Two enhancements to the structure of the EDICT are planned for introduction in 1995. These changes, which will have minimal impact on existing software, and have the potential to enhance considerably the usefulness of the files and software, are:

Priority English Keywords
Although the EDICT file, in conjunction with appropriate software, has the potential to operate as an English-Japanese dictionary, this function has become less useful as the size of the file has grown. For example, the word "house" occurs in over eighty entries, so a search for that word is of limited use, particularly for a learner. It is planned to prepend the character "@" to the occurrence of English words within entries where it is appropriate that that word be treated as a head-word. Appropriately equipped dictionary software will be able to operate in two modes: a "find-all-occurrences" mode and a "find-priority-keywords" mode.

The software modifications to the JDIC and xjdic programs to implement this enhancement have been completed, and will be released during 1995, although it may take some years to mark all the appropriate words in the EDICT file. Once this task is completed, the file and software will be able to function far more effectively in an English-Japanese orientation.
Extension File
A limitation of the present EDICT file is its rather terse format, and its inability to include examples of the use of words, as Japanese characters cannot occur in the English translational equivalent fields.

It is planned to extend the information in selected EDICT entries by including short articles in an EDICT Extension File. This will be a text file in which each article will be marked by one or more (Japanese) keywords. The articles can contains such things as examples of the use of the Japanese words, further explanatory information, etc. As each article is added to the Extension File, the matching entries in the EDICT file will have an appropriate tag such as "qv" added to them to indicate to users that further information is available.

Modifications to the JDIC, JREADER and xjdic programs have been prepared which will enable users to request the display of the article from the Extension File for any tagged entry. As this is a separate file, its development will have no impact on existing software.

● **PROMPT 1**
From the passage on planned EDICT enhancements, output the part that opens with the words containing "It is planned to extend" and closes with "information is available.".
● **PROMPT 2**
Answer these questions about the passage on planned EDICT enhancements:
(a) In how many entries does the word "house" occur?
(b) What character will be prepended to English words that should be treated as head-words?
(c) Which programs have modifications prepared that let users display an article from the Extension File?
● **PROMPT 3**
Resume the passage on planned EDICT enhancements after its last sentence.

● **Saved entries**
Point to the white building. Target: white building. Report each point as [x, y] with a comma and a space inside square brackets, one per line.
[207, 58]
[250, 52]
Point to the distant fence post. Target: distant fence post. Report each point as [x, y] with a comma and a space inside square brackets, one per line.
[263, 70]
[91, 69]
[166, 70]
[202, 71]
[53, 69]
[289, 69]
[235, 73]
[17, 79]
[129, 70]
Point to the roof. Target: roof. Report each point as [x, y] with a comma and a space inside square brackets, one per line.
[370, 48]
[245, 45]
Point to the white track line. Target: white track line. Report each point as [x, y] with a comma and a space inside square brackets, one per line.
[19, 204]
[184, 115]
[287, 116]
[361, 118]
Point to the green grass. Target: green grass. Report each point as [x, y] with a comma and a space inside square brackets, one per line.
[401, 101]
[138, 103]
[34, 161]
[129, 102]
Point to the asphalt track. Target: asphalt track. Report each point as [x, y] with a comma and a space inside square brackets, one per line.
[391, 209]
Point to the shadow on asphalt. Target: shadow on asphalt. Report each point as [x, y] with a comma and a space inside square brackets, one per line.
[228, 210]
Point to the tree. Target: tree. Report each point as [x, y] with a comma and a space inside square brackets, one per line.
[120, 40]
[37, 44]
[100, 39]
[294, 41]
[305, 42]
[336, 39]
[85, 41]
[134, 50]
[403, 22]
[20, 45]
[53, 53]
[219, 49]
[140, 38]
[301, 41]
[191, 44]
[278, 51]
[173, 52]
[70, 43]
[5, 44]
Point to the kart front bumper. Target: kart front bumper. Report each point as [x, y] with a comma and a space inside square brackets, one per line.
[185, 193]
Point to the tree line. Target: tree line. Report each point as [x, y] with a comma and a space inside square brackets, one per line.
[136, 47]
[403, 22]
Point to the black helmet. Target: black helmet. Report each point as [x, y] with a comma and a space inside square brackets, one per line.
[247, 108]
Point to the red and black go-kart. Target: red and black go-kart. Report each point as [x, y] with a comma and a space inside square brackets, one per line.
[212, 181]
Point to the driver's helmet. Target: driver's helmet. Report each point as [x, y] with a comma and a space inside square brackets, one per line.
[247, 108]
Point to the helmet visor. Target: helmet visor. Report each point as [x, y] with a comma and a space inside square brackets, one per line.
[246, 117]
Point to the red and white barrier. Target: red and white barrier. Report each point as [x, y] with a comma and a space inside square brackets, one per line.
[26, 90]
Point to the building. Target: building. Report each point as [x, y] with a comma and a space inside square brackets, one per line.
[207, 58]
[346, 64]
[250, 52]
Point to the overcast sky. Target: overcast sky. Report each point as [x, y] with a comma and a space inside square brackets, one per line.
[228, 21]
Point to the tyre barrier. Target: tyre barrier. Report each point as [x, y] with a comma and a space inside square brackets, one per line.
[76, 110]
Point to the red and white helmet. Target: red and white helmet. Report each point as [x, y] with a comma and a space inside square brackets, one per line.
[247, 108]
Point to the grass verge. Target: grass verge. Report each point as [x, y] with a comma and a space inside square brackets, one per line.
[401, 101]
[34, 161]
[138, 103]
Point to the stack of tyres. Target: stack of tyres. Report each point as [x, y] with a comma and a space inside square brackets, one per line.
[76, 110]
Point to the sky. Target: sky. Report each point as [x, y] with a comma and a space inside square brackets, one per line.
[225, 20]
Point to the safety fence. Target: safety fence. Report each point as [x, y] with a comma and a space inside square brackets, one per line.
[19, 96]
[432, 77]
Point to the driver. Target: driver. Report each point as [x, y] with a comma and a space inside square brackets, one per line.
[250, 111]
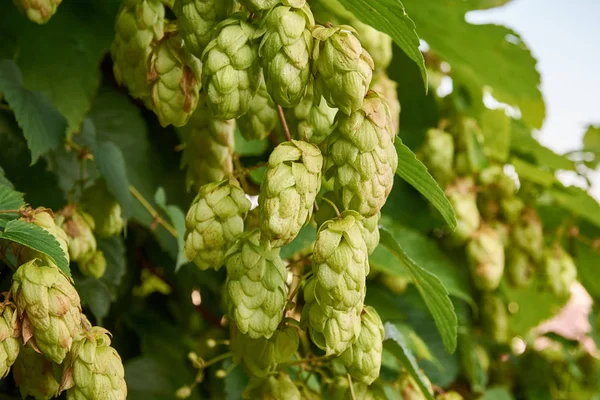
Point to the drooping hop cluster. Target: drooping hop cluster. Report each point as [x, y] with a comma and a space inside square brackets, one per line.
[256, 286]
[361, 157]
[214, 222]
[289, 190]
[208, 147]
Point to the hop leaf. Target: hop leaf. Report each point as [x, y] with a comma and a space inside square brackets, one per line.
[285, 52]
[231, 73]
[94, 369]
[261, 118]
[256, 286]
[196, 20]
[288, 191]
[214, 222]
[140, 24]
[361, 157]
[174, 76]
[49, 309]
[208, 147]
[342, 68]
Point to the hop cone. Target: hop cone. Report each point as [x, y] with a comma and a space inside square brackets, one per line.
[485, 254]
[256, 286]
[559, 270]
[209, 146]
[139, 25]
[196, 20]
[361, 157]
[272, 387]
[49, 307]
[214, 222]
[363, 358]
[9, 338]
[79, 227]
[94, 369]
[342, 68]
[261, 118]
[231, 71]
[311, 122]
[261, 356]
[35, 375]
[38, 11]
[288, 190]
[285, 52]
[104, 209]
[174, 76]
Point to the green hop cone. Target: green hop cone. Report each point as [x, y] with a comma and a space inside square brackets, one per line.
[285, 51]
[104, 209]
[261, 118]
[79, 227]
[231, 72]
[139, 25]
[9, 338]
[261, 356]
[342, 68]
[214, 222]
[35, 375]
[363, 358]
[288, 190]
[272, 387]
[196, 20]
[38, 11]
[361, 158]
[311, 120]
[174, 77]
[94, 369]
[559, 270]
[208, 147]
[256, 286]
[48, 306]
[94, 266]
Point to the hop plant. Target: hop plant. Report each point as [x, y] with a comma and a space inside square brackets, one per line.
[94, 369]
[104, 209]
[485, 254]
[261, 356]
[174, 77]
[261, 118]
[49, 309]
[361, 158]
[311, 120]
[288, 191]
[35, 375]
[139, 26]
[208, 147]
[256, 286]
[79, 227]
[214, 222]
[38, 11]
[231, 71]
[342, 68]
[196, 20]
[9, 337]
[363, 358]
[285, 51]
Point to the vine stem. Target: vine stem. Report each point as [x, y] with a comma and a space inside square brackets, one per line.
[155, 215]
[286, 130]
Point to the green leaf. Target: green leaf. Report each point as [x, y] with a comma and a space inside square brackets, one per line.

---

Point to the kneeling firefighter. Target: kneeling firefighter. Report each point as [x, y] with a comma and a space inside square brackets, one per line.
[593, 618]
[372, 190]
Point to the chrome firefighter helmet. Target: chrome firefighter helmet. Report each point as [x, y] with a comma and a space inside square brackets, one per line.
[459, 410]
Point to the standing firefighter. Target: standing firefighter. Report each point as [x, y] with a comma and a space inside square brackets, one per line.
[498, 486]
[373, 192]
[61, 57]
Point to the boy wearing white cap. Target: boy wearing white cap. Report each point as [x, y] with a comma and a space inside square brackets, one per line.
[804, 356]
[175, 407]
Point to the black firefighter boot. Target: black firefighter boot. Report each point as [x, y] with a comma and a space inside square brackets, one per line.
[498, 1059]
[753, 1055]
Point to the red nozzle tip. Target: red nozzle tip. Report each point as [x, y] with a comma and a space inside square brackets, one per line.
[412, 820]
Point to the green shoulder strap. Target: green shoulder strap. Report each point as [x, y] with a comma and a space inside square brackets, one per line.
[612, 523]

● **YOUR RESPONSE 1**
It is planned to extend the information in selected EDICT entries by including short articles in an EDICT Extension File. This will be a text file in which each article will be marked by one or more (Japanese) keywords. The articles can contains such things as examples of the use of the Japanese words, further explanatory information, etc. As each article is added to the Extension File, the matching entries in the EDICT file will have an appropriate tag such as "qv" added to them to indicate to users that further information is available.

● **YOUR RESPONSE 2**
(a) Over eighty.
(b) "@".
(c) JDIC, JREADER and xjdic.

● **YOUR RESPONSE 3**
CONCLUSION

The software and files developed in the Japanese-English electronic dictionary project described in this paper have amply demonstrated the power and amenity of such a system. The system has proved capable of providing a service at least equivalent to traditional dictionaries, and in several areas, such as the ability to identify kanji via a variety of methods, the integration of the functions of the kanji dictionary and the Japanese-English dictionary, and the automatic glossing of electronic text, it has proved to be of greater power and capacity than any combination of traditional dictionaries.

The packages from the project have filled an important niche, and will doubtless continue to be used for years to come. In many ways the scholar and student working in Japanese and English now has better electronic dictionary facilities than those available for virtually any other pair of languages.

Ironically, however, the technology which has supported their development is also leading to the development of commercial systems which, for the serious scholar and translator, will inevitably become the favoured electronic tool. The growth of the CDROM-based Electronic Book (EB) industry in Japan has been rapid, with many major Japanese dictionaries appearing in that form. Already in 1995 we have seen a version of the Halpern character dictionary appear in EB form, and the new editions of the Nelson dictionary and the Spahn and Hadamitzky dictionary planned for completion in 1995 are both intended to incorporate EB versions.

REFERENCES

[1] K. Lunde, japan.inf, March 1992, (ftp.cc.monash.edu.au:pub/nihongo/japan.inf and other ftp sites)

[2] K. Lunde, Understanding Japanese Information Processing, O'Reilly & Associates Inc., 1993

[3] J.W. Breen, A Japanese Dictionary Project (Part 1: The Dictionary Files), Department of Robotics & Digital Technology Technical Report, Monash University, 1993.